→ Spatial localization data:
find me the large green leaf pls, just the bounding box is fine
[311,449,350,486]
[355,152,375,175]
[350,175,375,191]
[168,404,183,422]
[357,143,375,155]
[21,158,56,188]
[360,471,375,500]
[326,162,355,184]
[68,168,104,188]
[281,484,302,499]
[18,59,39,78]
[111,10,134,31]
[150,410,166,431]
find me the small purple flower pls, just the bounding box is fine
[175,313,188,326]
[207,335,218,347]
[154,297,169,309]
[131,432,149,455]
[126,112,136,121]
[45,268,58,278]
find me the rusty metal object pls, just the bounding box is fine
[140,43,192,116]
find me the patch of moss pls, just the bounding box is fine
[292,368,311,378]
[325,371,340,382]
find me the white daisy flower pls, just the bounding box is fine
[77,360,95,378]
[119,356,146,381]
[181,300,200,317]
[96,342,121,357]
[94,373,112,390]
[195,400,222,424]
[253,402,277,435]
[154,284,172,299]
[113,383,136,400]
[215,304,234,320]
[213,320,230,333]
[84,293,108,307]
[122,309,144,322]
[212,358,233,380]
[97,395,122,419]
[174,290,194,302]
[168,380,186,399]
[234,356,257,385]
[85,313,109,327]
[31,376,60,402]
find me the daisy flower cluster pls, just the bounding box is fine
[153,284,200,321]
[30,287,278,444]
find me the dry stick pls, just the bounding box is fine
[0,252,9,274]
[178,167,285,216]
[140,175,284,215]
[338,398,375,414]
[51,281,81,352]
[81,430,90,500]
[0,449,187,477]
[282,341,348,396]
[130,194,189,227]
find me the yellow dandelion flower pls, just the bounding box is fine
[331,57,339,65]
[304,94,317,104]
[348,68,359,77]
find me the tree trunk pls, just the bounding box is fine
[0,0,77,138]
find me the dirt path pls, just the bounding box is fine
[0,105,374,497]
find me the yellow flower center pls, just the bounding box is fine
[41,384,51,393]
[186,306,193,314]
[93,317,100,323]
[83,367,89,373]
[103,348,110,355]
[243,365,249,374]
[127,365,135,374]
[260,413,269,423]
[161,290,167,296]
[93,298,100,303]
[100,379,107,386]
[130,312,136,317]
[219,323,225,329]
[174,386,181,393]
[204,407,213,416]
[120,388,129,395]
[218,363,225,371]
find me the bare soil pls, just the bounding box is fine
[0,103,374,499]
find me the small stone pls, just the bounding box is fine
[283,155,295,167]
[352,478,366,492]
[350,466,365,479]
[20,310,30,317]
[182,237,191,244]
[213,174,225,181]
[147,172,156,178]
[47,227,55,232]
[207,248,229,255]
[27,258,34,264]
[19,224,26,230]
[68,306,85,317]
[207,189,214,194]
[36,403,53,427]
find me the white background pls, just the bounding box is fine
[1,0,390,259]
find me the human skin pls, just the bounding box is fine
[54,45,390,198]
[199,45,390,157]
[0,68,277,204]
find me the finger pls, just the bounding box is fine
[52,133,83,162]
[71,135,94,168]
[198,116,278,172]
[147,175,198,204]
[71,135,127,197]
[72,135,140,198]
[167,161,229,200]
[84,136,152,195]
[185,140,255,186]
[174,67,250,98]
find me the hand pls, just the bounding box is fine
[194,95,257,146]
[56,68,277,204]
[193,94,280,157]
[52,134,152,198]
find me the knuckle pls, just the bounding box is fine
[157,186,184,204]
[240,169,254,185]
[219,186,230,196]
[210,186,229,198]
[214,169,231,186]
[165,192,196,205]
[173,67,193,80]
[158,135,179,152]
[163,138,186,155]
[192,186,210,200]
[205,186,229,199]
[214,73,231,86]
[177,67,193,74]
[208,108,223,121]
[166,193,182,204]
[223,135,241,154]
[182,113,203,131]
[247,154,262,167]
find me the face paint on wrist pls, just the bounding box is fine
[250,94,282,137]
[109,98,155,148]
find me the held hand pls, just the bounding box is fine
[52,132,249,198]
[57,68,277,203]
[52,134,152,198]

→ TASK DESCRIPTION: All the data above must be copied again. Leave nothing out.

→ RESULT:
find me the large green leaf pls, just the bounding box is fine
[311,449,350,486]
[355,152,375,175]
[350,175,375,191]
[168,404,183,422]
[357,143,375,155]
[21,158,56,188]
[360,471,375,500]
[326,162,355,184]
[68,168,104,188]
[281,484,302,499]
[18,59,39,78]
[111,10,134,31]
[150,410,166,431]
find me the small purple flower pls, just the bounding box is fine
[175,313,188,326]
[207,335,218,347]
[154,297,169,309]
[131,432,149,455]
[126,112,136,121]
[45,268,58,278]
find me the rusty metal object pls, just the bounding box is fine
[140,43,192,116]
find me the patch of moss pls, just the bounding box is fine
[292,368,311,378]
[325,371,340,382]
find me the white daisy flower pls, just the bounding box is fine
[77,360,95,378]
[119,356,146,381]
[181,300,200,317]
[96,342,121,357]
[94,373,112,390]
[195,400,222,424]
[253,402,277,435]
[154,284,172,299]
[113,383,136,400]
[215,304,234,320]
[213,320,230,333]
[84,293,108,307]
[122,309,144,322]
[212,358,233,380]
[97,395,122,419]
[174,290,194,302]
[168,380,186,399]
[234,356,257,385]
[85,313,109,327]
[31,376,60,402]
find me the daisy flower cluster pls, just the bounding box is fine
[153,284,200,321]
[30,287,278,444]
find me the dry stick pls, just the bounding box is fine
[0,252,9,274]
[178,167,285,216]
[140,175,284,215]
[338,398,375,414]
[51,281,81,352]
[81,430,90,500]
[0,449,187,477]
[282,341,348,396]
[130,194,189,227]
find me the yellow dandelion flower pls, just the bounding box is fine
[331,57,339,65]
[304,94,317,104]
[348,68,359,77]
find me the tree trunk pls, just the bounding box is fine
[0,0,77,138]
find me the dirt path pls, just the bounding box is fine
[0,105,374,497]
find me the yellow flower center pls, just the bounding box is fine
[41,384,51,393]
[186,306,193,314]
[93,317,100,323]
[83,367,89,373]
[103,348,110,355]
[243,365,249,374]
[127,365,135,374]
[260,413,269,423]
[161,290,167,296]
[93,298,100,303]
[100,379,107,386]
[130,312,136,317]
[219,323,225,329]
[174,386,181,393]
[204,407,213,416]
[120,388,129,395]
[218,363,225,371]
find me the bare soil pls, just the bounding box is fine
[0,103,374,499]
find me the small stone pls, just the bounding box is fine
[283,155,295,167]
[352,478,366,492]
[350,466,365,479]
[20,310,30,317]
[182,237,191,244]
[213,174,225,181]
[147,172,156,178]
[47,227,55,232]
[207,248,229,255]
[27,258,34,264]
[19,224,26,230]
[68,306,85,317]
[207,189,214,194]
[36,403,53,427]
find me the white background pls, just the bounding box is fine
[1,0,390,259]
find me the human skin pls, just the bounding box is fine
[54,45,390,198]
[199,45,390,157]
[0,68,277,204]
find me the finger pls, just the bounding box is fine
[52,133,83,162]
[71,135,94,168]
[198,116,278,172]
[147,175,198,204]
[71,135,127,197]
[72,135,140,198]
[167,161,229,200]
[84,136,152,195]
[185,140,255,186]
[174,67,250,98]
find me the hand pls, just the bounding box is fine
[194,95,257,146]
[56,68,277,204]
[193,94,280,157]
[52,134,152,198]
find me the knuckle pls, just the bounding box is fine
[157,186,184,204]
[240,169,254,185]
[219,186,230,196]
[210,186,229,198]
[214,169,231,186]
[165,192,196,205]
[173,67,193,80]
[158,135,179,152]
[163,138,186,155]
[192,186,210,200]
[205,186,229,199]
[214,73,231,86]
[177,67,193,74]
[208,108,223,121]
[166,193,182,204]
[223,135,241,154]
[182,113,203,131]
[247,154,262,167]
find me the face paint on wrist pls, just the bounding box is fine
[250,94,282,137]
[109,98,155,148]
find me the held hand pls, just the bounding box is fine
[52,132,249,198]
[57,68,277,203]
[52,134,152,198]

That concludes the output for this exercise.